How do microphones fix themselves I wonder?

I grew up in Basingstoke, Hampshire, and I strongly remember how much we all, me and my peers that is, wanted to leave.  An astonishing number of my peers are still there, and not only that, an overwhelming majority of those went away to university or whatever and then came back.  The town obviously has something.

During our tenure there the town was remarkable mainly for, as the above Wikipedia entry puts it, “a large red brick shopping centre and concrete multi-storey car park.”  My school was apparently designed by the same architect and it too had high red brick walls and few exterior windows (but no multi-storey car park).  Anyway this shopping centre was basically an open-air precincted area of “walks” and “avenues” with accesses to the car park (the biggest in Europe at that time) at regular intervals.  Depending on your level of cunning and ingenuity you might find staircases or passageways that led you to the outside world, beyond the brick wall perimiter and into streets, with cars, traffic lights and stuff like that.  Inside, though, the precincts formed an artificial toytown where life carried on the way it always does on property developers’ drawings, with little broccoli trees, sunshine and people smiling in their summer clothes.  The drawings didn’t show the whiff of chlorine pervading the central square (underneath which was the municipal swimming pool) but that was an added extra.

Recently I heard how the shopping centre had been redeveloped into a wondrous symphony of glass and light and renamed “Festival Place.”  Let’s face it, just the name by itself is a winner over the old name, “Basingstoke Town Centre” which, while truthful and descriptive, lacked a little, shall we say, oomph.  And not long after that I found myself driving from Heathrow to Somerset and ready for a cup of tea, and I thought not only would Basingstoke make the perfect stop but I could check out the fandabbydozy Festival Place at the same time.

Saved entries
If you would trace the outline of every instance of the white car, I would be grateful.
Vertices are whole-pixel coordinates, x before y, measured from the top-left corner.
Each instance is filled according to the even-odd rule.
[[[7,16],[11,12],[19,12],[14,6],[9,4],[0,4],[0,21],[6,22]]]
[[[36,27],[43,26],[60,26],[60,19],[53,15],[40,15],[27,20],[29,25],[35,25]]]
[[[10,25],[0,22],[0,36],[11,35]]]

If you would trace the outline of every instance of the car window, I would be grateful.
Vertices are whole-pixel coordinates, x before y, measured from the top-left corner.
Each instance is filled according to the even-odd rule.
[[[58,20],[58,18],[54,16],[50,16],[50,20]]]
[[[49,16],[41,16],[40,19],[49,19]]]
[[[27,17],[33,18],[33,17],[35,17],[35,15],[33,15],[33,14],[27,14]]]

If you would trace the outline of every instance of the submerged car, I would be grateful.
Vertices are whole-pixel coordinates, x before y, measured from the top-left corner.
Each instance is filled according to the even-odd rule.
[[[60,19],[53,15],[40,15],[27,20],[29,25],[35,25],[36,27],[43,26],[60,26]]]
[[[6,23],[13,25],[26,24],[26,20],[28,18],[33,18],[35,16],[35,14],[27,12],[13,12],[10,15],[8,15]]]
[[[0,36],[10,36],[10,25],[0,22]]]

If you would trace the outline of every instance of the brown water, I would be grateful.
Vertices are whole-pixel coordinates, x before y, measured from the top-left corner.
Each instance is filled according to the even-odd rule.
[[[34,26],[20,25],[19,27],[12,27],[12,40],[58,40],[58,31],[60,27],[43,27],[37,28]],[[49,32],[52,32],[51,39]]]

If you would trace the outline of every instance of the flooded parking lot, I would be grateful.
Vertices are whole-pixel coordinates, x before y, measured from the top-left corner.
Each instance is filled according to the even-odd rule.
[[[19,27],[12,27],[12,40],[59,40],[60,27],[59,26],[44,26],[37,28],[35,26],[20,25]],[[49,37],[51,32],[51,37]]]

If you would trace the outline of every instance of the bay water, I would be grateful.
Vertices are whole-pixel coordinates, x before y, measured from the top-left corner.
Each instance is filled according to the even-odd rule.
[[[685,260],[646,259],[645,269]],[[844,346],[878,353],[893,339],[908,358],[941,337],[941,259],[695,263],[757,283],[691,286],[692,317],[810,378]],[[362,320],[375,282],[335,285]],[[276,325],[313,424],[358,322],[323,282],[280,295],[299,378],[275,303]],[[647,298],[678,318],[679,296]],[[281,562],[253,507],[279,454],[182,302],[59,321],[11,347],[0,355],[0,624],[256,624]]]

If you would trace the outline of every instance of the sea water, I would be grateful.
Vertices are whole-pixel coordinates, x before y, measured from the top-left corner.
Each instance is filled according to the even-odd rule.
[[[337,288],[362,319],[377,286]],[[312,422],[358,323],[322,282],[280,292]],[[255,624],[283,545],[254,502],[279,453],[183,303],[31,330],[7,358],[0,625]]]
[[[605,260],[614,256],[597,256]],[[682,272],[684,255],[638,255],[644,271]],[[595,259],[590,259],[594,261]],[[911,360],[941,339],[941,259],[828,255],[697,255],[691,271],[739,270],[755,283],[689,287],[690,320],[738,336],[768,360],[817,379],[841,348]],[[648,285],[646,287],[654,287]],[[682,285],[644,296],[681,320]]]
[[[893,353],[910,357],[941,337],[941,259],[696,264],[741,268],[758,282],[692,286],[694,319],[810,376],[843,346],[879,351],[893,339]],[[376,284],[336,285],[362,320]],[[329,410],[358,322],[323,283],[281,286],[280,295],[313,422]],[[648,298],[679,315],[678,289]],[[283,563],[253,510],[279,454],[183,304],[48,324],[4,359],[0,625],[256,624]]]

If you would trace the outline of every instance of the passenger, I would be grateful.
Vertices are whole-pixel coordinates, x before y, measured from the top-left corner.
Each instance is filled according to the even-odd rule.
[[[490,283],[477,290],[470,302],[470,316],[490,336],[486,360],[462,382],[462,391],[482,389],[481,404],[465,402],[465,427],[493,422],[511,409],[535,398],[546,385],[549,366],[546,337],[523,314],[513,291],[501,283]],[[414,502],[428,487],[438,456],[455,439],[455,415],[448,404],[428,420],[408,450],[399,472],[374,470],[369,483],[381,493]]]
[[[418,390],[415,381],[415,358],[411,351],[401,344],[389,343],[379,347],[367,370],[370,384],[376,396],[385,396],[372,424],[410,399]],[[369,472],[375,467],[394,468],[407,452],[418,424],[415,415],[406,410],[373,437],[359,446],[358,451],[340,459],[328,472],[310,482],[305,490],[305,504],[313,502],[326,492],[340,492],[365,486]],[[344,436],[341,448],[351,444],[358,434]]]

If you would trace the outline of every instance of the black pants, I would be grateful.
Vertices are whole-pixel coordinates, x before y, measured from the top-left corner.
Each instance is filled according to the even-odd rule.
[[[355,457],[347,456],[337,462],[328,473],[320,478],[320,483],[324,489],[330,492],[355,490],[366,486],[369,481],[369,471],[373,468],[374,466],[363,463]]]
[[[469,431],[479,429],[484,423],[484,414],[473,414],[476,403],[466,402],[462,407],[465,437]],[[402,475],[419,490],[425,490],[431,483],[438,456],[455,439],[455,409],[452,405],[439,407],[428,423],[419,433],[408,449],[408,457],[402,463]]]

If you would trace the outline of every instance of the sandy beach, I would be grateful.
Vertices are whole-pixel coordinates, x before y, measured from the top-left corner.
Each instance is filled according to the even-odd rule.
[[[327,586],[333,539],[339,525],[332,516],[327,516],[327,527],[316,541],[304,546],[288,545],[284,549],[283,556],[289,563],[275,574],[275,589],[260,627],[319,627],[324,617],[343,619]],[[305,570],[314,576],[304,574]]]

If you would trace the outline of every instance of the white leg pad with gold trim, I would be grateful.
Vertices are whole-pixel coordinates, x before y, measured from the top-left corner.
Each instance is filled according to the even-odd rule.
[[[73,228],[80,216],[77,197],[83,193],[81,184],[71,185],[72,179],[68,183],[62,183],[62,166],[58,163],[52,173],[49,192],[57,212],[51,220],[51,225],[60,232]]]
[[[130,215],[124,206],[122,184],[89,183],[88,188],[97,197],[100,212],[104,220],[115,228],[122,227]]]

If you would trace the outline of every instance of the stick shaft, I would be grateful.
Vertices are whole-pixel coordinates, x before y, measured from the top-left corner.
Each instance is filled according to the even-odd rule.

> [Instructions for the task]: Copy the stretch of the Basingstoke passage from "Recently I heard" through "the same time." word for word.

> [Reply to the task]:
Recently I heard how the shopping centre had been redeveloped into a wondrous symphony of glass and light and renamed “Festival Place.”  Let’s face it, just the name by itself is a winner over the old name, “Basingstoke Town Centre” which, while truthful and descriptive, lacked a little, shall we say, oomph.  And not long after that I found myself driving from Heathrow to Somerset and ready for a cup of tea, and I thought not only would Basingstoke make the perfect stop but I could check out the fandabbydozy Festival Place at the same time.